§ **Ce qui est demandé**
1. D'après l'arrêt de la cour d'appel de Grenoble, à quelle date la société Toyota France a-t-elle notifié à la société Valence Automobile la résiliation de son contrat de concession ?
2. Rédigez la suite de l'arrêt de la cour d'appel de Grenoble en partant de sa dernière phrase.

CA Grenoble, ch. com., 10 août 2006, n° 06-00462
GRENOBLE
Arrêt
Confirmation
PARTIES
Demandeur :
Valence Automobiles (SA)
Défendeur :
SPAA (SAS)
COMPOSITION DE LA JURIDICTION
Président de chambre :
M. Uran
Conseillers :
M. Bernaud, Mme Cuny
Avoués :
Me Ramillon, SCP Grimaud
Avocats :
Mes Bertin, Medina
Depuis le 25 août 1998, la société Valence Automobile était concessionnaire exclusive de la société Toyota France, importateur de la marque Toyota.
Ensuite de l'adoption d'un règlement européen sur la mise en concurrence directe des différents distributeurs d'un réseau officiel, la société Toyota France a notifié le 16 septembre 2002 à la société Valence Automobile la résiliation de son contrat de concession, à effet au 19 septembre 2004.
Souhaitant rester dans le réseau de la marque, la société Valence Automobile a notifié à la société Toyota France, par lettre du 15 mars 2004, sa candidature pour être agréée à la fois comme réparateur et comme distributeur de la marque à compter du 19 septembre 2004.
La société Toyota France a opposé un refus d'agrément à la société Valence Automobile, notamment en raison d'une autre candidature survenue entre temps.
Il est vrai, que par contrat du 12 septembre 2003, la société Toyota France a conclu avec la société SPAA un contrat de distribution sélective pour la vente des véhicules de la marque, sur les zones de chalandises de Grenoble, Seyssinet-Pariset et Saint-Martin d'Hères.
Par lettre du 4 août 2004, la société Toyota France a agréé la société Valence Automobile en qualité de réparateur officiel de la marque Toyota.
La société Valence Automobile a engagé une procédure à l'encontre de la société Toyota France pour qu'elle soit condamnée à l'indemniser de son préjudice causé du fait du retrait de son activité de distributeur de véhicules neufs, retrait qu'elle juge illicite et abusif.
Dans la présente instance, la société SPAA reproche à la société Valence Automobile, nonobstant la résiliation de son contrat de distributeur, des agissements laissant croire qu'elle est un vendeur agrée par la société Toyota France. Elle a attrait la société Valence Automobile devant la juridiction des référés pour obtenir sous astreinte la cessation de ces agissements.

§ **Données fournies**
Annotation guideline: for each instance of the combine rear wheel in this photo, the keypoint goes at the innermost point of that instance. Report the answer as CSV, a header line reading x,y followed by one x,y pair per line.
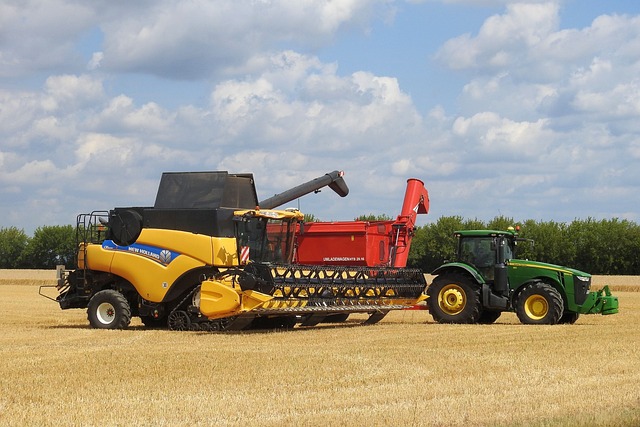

§ **Réponses par tâche**
1. Le 16 septembre 2002.

2.
Par ordonnance en date du 23 janvier 2006, le juge des référés au Tribunal de commerce de Romans-sur-Isère a, pour l'essentiel :
- écarté des débats les pièces n° 11 et 12 produites par la société SPAA en raison de la procédure pendante devant la cour d'appel,
- rejeté la demande de sursis à statuer formée par la société SPAA,
- retenu sa compétence,
- constaté que la société Valence Automobile a la qualité de réparateur Toyota agrée,
- dit que l'enseigne Toyota et la signalétique Toyota décrites dans le constat d'huissier du 7 décembre 2004 ne sont pas contraires aux obligations définies dans le contrat de réparateur Toyota,
- dit que les publicités sont conformes aux activités et qualités de la société Valence Automobile,
- débouté la société SPAA de ses demandes tendant à l'enlèvement de l'enseigne lumineuse et à la suppression des publicités,
- constaté que depuis le 19 septembre 2004, la société Valence Automobile n'est plus autorisée à vendre des véhicules neufs de la marque Toyota,
- condamné en conséquence la société Valence Automobile à payer à la société SPAA la somme de 10 000 euro par véhicule neuf de marque Toyota vendue par la société Valence Automobile au préjudice de la société SPAA et ce, à compter du prononcé de l'ordonnance.
Les deux parties ont formé appel de cette ordonnance la première appelante est la société Valence Automobile, et la procédure concernant cet appel a été suivie sous le n° greffe 06-462. L'appel de la société SPAA a été suivi sous le n° greffe 06-667, et audiencé dans le cadre de la procédure à jour fixe.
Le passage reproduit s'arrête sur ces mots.